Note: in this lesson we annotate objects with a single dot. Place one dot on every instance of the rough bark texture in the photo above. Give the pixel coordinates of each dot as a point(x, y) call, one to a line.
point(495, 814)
■ ■ ■ ■ ■
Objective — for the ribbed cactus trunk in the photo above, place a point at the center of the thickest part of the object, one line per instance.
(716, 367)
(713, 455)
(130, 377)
■ ■ ■ ■ ■
Copy the entries starting at the line containing "Note: in this" and ending at the line containing "point(495, 814)", putting "peeling bark texture" in place of "rough bark texture" and keeping everything else the same.

Result for this task:
Note: in this lesson we annotate objects with a single dot. Place one dot on every instance of the peeling bark texture in the photo above. Give the pixel coordinates of each dot as a point(x, y) call, one to a line.
point(495, 814)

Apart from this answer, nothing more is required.